Given problem:
Count the lines in the entries below that contain the string "marker". Reply with only that number.

Input records:
* Begin *

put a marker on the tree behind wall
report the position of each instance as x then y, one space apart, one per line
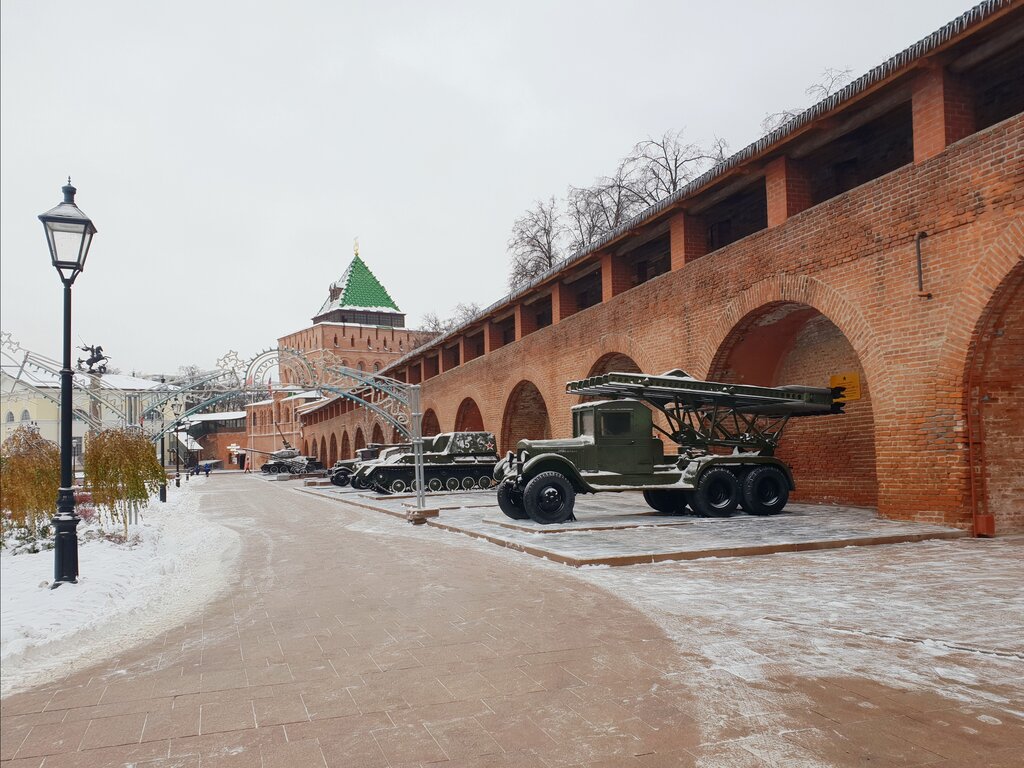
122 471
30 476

* End *
* Begin *

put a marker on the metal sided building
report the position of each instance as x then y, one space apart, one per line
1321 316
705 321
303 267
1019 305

* End *

Task response:
2